Aim: Rewrite each of the rows below with "Record the position of each instance as a point" replaced by "Mark the location of every instance with a single point" and everything else unchanged. Leave the pictures out of your version.

━━━━━ Data records ━━━━━

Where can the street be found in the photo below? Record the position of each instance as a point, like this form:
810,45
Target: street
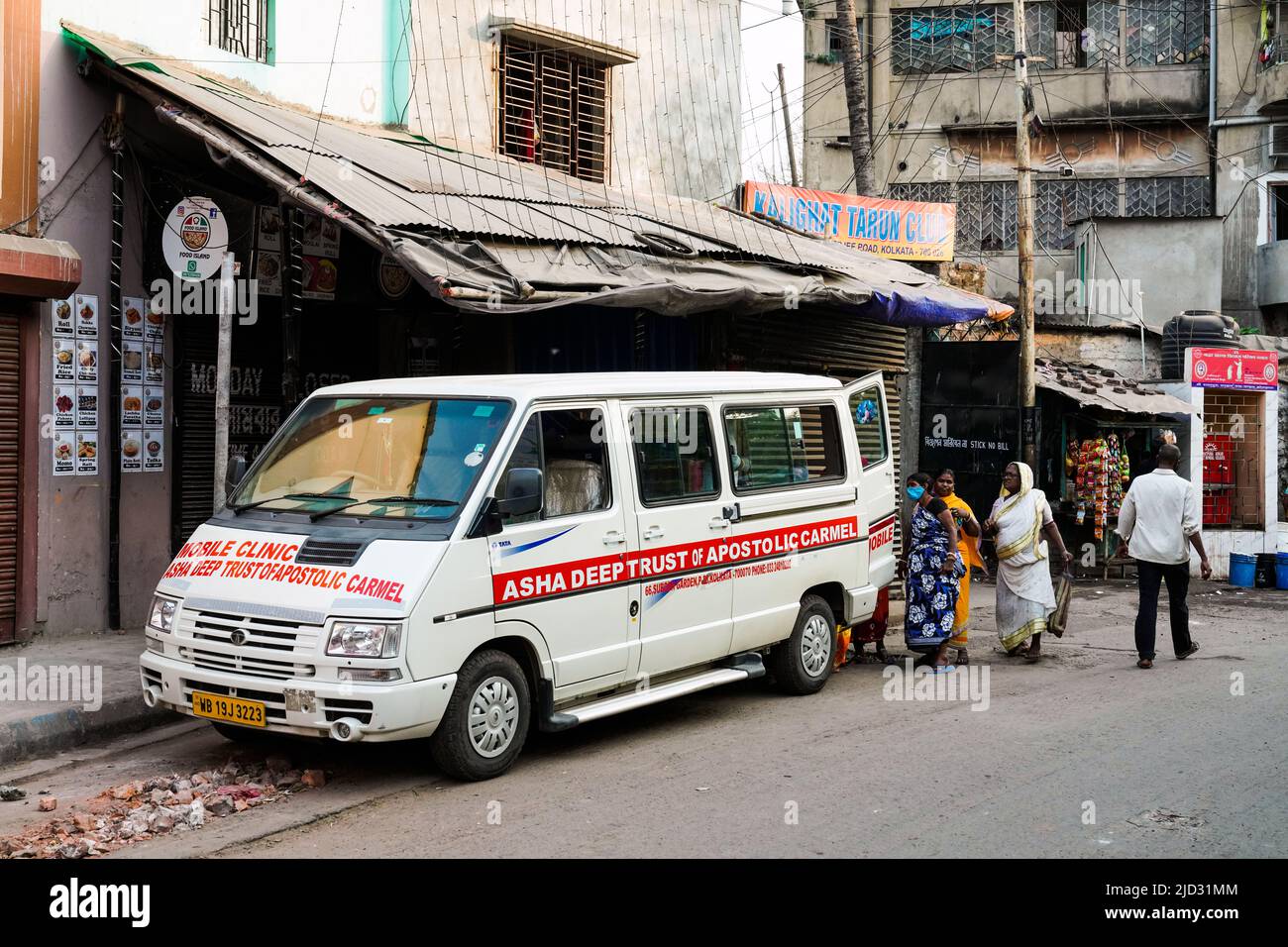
1080,755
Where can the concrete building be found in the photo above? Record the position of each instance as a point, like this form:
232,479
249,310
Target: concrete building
1124,97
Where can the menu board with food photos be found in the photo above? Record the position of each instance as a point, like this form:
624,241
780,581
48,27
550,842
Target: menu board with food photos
132,406
75,354
134,311
64,360
86,407
64,453
132,363
132,450
154,450
85,315
86,451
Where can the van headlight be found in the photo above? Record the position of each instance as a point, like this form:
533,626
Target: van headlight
161,615
364,639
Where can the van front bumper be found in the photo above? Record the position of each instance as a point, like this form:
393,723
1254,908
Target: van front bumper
308,707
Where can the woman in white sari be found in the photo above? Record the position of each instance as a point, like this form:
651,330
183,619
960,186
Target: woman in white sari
1024,594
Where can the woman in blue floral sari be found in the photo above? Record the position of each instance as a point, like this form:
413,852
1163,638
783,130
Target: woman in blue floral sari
934,570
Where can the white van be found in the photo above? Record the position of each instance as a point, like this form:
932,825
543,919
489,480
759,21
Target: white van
463,558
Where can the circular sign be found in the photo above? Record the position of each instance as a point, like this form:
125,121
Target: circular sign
394,281
194,239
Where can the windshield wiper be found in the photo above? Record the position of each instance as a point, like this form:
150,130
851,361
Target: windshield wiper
378,501
417,500
241,506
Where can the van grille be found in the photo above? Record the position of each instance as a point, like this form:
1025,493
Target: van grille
244,644
327,553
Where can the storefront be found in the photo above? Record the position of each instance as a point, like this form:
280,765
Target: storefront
1233,450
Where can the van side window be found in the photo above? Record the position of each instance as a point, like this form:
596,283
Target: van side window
868,416
675,458
782,446
568,447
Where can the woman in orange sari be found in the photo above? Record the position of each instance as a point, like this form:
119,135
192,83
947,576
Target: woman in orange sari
967,545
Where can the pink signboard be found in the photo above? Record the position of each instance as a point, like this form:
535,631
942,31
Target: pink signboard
1247,368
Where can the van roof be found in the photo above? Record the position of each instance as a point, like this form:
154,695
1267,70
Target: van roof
588,384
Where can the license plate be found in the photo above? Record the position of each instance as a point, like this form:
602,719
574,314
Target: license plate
231,709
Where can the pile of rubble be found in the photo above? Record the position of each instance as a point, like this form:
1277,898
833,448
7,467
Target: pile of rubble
146,808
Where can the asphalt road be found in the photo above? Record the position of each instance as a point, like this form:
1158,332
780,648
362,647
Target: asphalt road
1080,755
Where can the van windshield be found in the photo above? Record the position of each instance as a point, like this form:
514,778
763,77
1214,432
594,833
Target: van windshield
373,457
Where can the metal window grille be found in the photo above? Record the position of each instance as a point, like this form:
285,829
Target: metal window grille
969,38
1167,197
1166,31
241,27
554,110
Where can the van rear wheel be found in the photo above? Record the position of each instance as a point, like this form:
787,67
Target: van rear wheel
804,663
487,718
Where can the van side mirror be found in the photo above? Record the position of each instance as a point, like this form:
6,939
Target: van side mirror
236,472
524,492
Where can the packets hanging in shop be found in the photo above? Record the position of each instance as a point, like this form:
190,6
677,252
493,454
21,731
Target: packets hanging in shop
132,451
64,454
132,317
64,360
154,450
86,407
132,406
86,361
86,453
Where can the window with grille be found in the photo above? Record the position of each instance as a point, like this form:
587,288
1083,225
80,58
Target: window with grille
243,27
554,110
969,38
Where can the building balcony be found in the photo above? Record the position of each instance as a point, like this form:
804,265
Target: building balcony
1273,76
1273,273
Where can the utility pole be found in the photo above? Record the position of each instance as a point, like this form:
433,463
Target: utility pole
857,106
787,127
223,372
1024,219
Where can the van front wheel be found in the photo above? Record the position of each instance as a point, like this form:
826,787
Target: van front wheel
804,663
487,718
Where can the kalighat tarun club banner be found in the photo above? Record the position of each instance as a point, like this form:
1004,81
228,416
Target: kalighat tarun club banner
902,230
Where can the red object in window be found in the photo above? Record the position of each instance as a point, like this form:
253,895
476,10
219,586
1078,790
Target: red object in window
1218,460
1216,509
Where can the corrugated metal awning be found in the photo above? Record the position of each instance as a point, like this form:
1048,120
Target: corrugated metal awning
1107,389
484,231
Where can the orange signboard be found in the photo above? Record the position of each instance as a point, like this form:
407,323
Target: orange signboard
903,230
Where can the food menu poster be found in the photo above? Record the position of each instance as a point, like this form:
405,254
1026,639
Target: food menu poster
75,393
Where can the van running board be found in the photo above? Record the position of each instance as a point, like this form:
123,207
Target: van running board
738,668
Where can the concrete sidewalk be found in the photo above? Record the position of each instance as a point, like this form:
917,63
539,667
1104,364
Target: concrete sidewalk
60,692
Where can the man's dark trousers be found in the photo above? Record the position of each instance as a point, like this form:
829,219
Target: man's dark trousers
1150,577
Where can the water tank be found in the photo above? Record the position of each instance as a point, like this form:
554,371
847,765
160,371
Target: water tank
1196,328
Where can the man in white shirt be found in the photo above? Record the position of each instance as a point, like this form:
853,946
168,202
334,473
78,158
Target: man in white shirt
1159,518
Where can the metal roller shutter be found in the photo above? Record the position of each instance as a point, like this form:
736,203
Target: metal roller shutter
9,467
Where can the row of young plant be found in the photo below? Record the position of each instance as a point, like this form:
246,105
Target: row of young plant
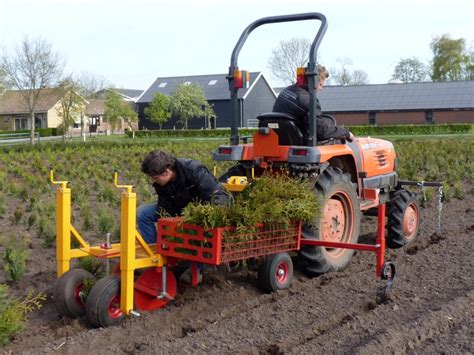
363,130
27,202
24,177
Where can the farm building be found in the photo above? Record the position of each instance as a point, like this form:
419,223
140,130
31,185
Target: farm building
14,113
254,100
389,104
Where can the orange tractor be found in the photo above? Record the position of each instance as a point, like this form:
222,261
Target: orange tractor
352,178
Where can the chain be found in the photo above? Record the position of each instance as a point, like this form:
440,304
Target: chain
440,207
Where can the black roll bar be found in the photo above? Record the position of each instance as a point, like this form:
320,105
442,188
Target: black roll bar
312,72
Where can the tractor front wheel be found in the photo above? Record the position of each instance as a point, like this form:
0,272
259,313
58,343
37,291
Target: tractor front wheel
103,303
275,273
70,292
403,213
339,221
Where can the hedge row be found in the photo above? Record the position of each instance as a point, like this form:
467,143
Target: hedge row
43,132
357,130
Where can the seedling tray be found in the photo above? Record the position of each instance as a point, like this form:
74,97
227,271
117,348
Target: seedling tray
219,245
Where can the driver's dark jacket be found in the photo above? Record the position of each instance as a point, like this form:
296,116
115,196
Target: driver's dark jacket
294,100
193,182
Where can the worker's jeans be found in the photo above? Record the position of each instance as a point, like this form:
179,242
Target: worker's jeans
147,216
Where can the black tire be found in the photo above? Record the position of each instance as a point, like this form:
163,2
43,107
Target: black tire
68,293
103,303
403,219
335,189
275,273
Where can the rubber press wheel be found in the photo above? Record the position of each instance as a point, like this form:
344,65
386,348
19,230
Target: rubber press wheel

━━━━━

Solved problem:
Where can the street be found in the photo below? Mark the location of every instance with a single point, like this form:
810,45
Target: street
1080,755
Where can the concrete building be found in the photo above? Mark the location of every instance with a single point, like this form:
232,479
249,310
Target: concrete building
1124,97
Where can the menu board with food photos be found in the photo above? Mark the location of every instance with a single point, like this form:
624,241
780,581
48,27
550,842
Target: menu board with food photos
132,406
75,354
134,311
64,360
86,407
64,453
132,363
132,450
154,450
85,315
86,451
Where can the van headlight be found in the photo above? Mark the location of every instance with a single point, like this form:
533,626
Target: van headlight
161,615
364,639
Where can the van front bumper be found in the photo above? Mark the location of every instance with a single point, like this form:
393,723
1254,908
Target: van front bumper
308,707
Where can the woman in white sari be found in the photo above? Mark the location of every instance with a single point, like this form:
651,330
183,619
960,186
Target: woman in white sari
1024,594
Where can the woman in blue floral sari be found in the photo above? Mark the location of every instance with a single point, like this form:
413,852
1163,638
783,130
Target: woman in blue floral sari
934,570
Where can the white van be found in the photo above? Mark the location of every instance with a single point, like this form:
932,825
543,919
489,480
759,21
Target: white van
463,558
Where can the circular sign be found in the photo above? Mark the location of every instance with a single point, like this form:
125,121
Target: circular sign
394,281
194,239
Where can the windshield wiper be found in the photo above? Mark the location of every instance with a single point, like this form:
150,130
851,361
Target: windshield wiper
378,501
417,500
241,506
Where can the van grille be found in the photo above? Mark the location of every instance with a single point, like this form:
1025,493
Target: van grille
244,644
327,553
Where can the storefront be found in the photo above? Mark the location of every instance with a single point, like this form:
280,765
Target: storefront
1233,450
Where can the van side window be found in the photo above? Mark the location of every instance with a single point, like this form:
596,283
Target: van side window
868,416
675,458
782,446
568,447
Where can the woman in orange sari be found in the photo above? Mark the location of every instance with a single point, like this form:
119,135
192,83
947,576
Target: woman in orange sari
967,545
Where can the pink signboard be found in the photo above? Mark the location of every instance with a single point, like this form:
535,631
942,31
Target: pink signboard
1247,368
Where can the van roof be found in the photo above? Mark the location of every instance with a single point, like this form:
154,695
1267,70
Target: van roof
588,384
Where can the license plate be found in the photo above? Mark the location of every instance with a single point, like this form:
602,719
574,314
Target: license plate
231,709
Where can the pile of rubble be found in the photo above? Mark the location of every instance with a single point, like this form:
1277,898
833,448
7,467
Target: pile of rubble
146,808
Where can the asphalt road be found in the photo above? Mark the location of every instance with a single point, like this form:
1158,332
780,648
362,647
Target: asphalt road
1080,755
Where can the van windshield be found in the photo above? Mark the location of every instance with a single point, like this form:
514,778
763,77
1214,432
594,833
Target: van windshield
373,457
Where can the metal window grille be found in the photo above? Mark the location of every instance with a single point, like this form:
285,829
Target: metal window grille
969,38
1167,197
1166,31
241,27
554,110
Where can the van rear wheel be found in the photo above? Mark the location of every instance with a single point, like this form:
787,67
Target: van rear wheel
804,663
487,718
Where can the van side mirror be found in the photo above? Mark the location of every instance with a single point, like this form:
6,939
Target: van side mirror
236,472
524,492
Where can the packets hanging in shop be found in the photo above? Mark the location of every instance with a single point, like this form:
190,6
677,252
493,454
21,731
Target: packets hanging in shop
132,451
64,454
132,317
64,360
154,450
86,407
132,406
86,361
86,453
Where can the window with grille be found in the photo above? Mark the location of every instance with a single point, like this form:
587,288
1083,225
80,58
Target: window with grille
243,27
554,110
969,38
Where can the building balcony be found in the photo above? Mark the location of every instance with a single point, like this form:
804,265
Target: building balcony
1273,76
1273,273
Where can the utility pole be found in the photo above? Mark the location of every instance with a single point, like this form:
433,463
Target: utility pole
857,106
787,127
223,372
1024,219
Where can the van front wheel be found in the photo above? Mark the location of every instance with a single point, like this form:
826,787
Target: van front wheel
804,663
487,718
Where can the kalighat tarun club banner be found in the photo above? Mark the location of every instance with a single point, like this form:
1004,81
228,416
Target: kalighat tarun club banner
902,230
Where can the red object in window be found in the photo above? Mark the location of every instance with a single point, like this form:
253,895
476,10
219,586
1078,790
Target: red object in window
1218,460
1216,509
Where can the corrugated metal awning be found in the photo above? Mark the location of every instance with a single point, like this form:
1048,120
Target: corrugated metal awning
1107,389
484,231
Where can the orange signboard be found in the photo above? Mark the location of every instance with a single point, like this form:
407,323
Target: orange signboard
903,230
Where can the food menu poster be found in the photo above? Mark the location of every instance with a single point, like this form:
405,254
1026,639
Target: food menu poster
75,393
Where can the van running board be found in the photo above? Mark the location of every instance with a single point, like this form:
123,207
Target: van running board
738,668
Where can the concrete sidewalk be found in the photo above? Mark the location of every instance with a single point, like this form:
917,63
539,667
1104,364
Target: concrete sidewalk
60,692
Where can the man's dark trousers be found in the photo above? Mark the location of every instance with a single point, like this form:
829,219
Target: man's dark trousers
1150,577
Where can the water tank be found in the photo above? Mark the location of every instance with a single point, like this form:
554,371
847,765
160,371
Target: water tank
1196,328
Where can the man in white shirt be found in the photo above? Mark the location of every instance with a single point, like this form:
853,946
168,202
334,473
78,158
Target: man in white shirt
1159,518
Where can the metal roller shutter be found in the photo above? Mark the location of every instance with a single point, like this form:
736,203
Target: metal roller shutter
9,467
Where can the row of young plant be found in the photo below? Mark the location of every instance with a single point, like this form:
246,105
Target: row of young plant
363,130
27,202
24,177
Where can the farm building be found in the photo above? Mark the location of every instance with a single point, like this form:
419,223
140,130
31,185
Target: farm building
14,113
254,100
389,104
Where can the orange tractor be found in the photo above? Mark the location of every instance with a single point, like this form:
222,261
Target: orange tractor
352,178
Where can the chain be found in the photo above? Mark the location of every instance with a single point, like this form:
440,304
Target: chain
440,207
Where can the black roll bar be found in the photo above? Mark the location of every instance with a single point, like this form:
320,105
442,188
Target: black roll bar
312,72
Where can the tractor front wheel be found in the photo above? Mark the location of every instance with a single point, like this form:
0,272
259,313
58,343
37,291
Target: tractor front wheel
103,303
275,273
70,292
403,213
339,221
Where can the hedge row be found in the photo above? Mark the location of every instance with a single point, like this form:
467,143
Target: hedge row
43,132
357,130
Where can the seedling tray be found in the photo above? Mark the location of every instance with a single point, like this form:
74,97
227,271
117,348
Target: seedling tray
219,245
Where can the driver's dark jacket be found in the photo above? Mark the location of every instance with a single point, like this form:
296,116
115,196
Target: driver's dark jacket
294,100
193,182
Where can the worker's jeans be found in the photo above? Mark the location of every instance with a single point, like this form:
179,242
Target: worker's jeans
147,216
Where can the black tire be found in the photo above? Mark the location of every instance with a single point, like this form:
163,2
43,107
Target: black tire
68,293
103,303
403,219
335,189
275,273
Where can the rubber press wheel be found in the photo above? Mark the location of every instance with a single point, like this form:
344,65
386,348
19,230
Target: rubber press wheel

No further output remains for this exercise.